═════ PAGE ═════
The United Nations adopted English as the universal language for air traffic control. This has led to many misunderstandings when pilots on international flights try to raise control centres by using phonetic pronunciations. We have no right to demand the use of English when we refuse to standardize its use.

Abbreviations: Some say this is a natural trend towards simplifying a language, but does “MP” mean Member of Parliament or Military Police? Does the postal code “MI” belong to Missouri, Mississippi, Michigan, or Minnesota? Does “CO” mean Commanding Officer or company? Does “USA” mean United States of America or Union of South Africa? Thoughtful authors give the meaning with the first use.

How many of these commonly-used abbreviations can you explain: Spad, Lanc, Flak, UNICEF, MSDOS, ROM, RAM, Eg, Viz, etc, VC, VD, CAA, RAAF, DcinC, ECG, PhD, SEATO, MB, MG, GDP, TGIF, BCE, CC or CB, UNMOGIP, PNG, AU, DOA, DUI, CU, ATC. And this is just a small sample.
Changed Meanings: Wartime slang is a prime example with its explicit new sexual meanings for innocent common words, like screw and suck. Unfortunately, these two words, with altered meanings, have become part of the language in place of “taken advantage of” and “highly undesirable”. The original meanings remain but are now shared, making the language less precise, and somewhat vulgar. Other wartime expressions, like “pukka gen” (accurate information) have faded. The word “Cool” originally referring to temperature now encompasses “good”, “fine”, “acceptable”. The word “wog” once meant “Wily Oriental Gentleman”. “Wop” meant strong, robust, handsome, and was a compliment to Italians. The word “gay” described a buoyant spirit and many girls were named Gay. Now we have permitted homosexuals to take and monopolize the word to the extent that many Gays have changed their names to Elizabeth which is yet to be corrupted. Considerable shame is shared by writers, speakers, and publications who blatantly misuse this word, apparently to appease the homosexual community, or to save seven letters on the printed page. The same is true with the misuse of Lesbian, an inhabitant of Lesbos.
The use of words can be misleading or insulting. Too many say “England” when they mean the United Kingdom, thus insulting the Northern Irish, Scots, and Welsh. America has a score of countries but one of them is arrogant enough to use it to describe only one, unable to find a polite, unique name for itself. It is obvious that the French have never forgiven Julius Caesar for conquering their Gaul when they insist on Nouvelle Ecosse instead of the Latin, Nova Scotia.

Some languages use additives to letters to clarify pronunciation. These are awkward and a nuisance. Cannot vowel and consonant combinations serve the same purpose as á, â, ä, à, ç, è, ñ, ü, ğ, ė, ŗ, and others? The letter ‘c’ is pronounced ‘s’ or ‘k’, so is surplus and could be used as a vowel. The Germans spell Kanada correctly.

Spelling and speaking this sentence give us two distinct languages:
Could enough agile swords protect the eight charming women on the mountain from genuine hostile missiles?
Kud enuf agil sords protek thu ate charmen wimin on thu mountin frum genuin hostel missals?
═════ DATASET CONTENT ═════
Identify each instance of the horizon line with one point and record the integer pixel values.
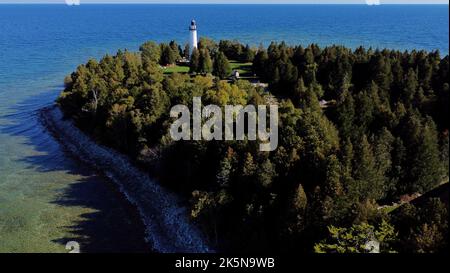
(202, 3)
═════
DESCRIPTION OF THE TASK: Duplicate the part of the piece on English usage from "Abbreviations: Some say" up to and including "the first use.".

WRITTEN RESPONSE:
Abbreviations: Some say this is a natural trend towards simplifying a language, but does “MP” mean Member of Parliament or Military Police? Does the postal code “MI” belong to Missouri, Mississippi, Michigan, or Minnesota? Does “CO” mean Commanding Officer or company? Does “USA” mean United States of America or Union of South Africa? Thoughtful authors give the meaning with the first use.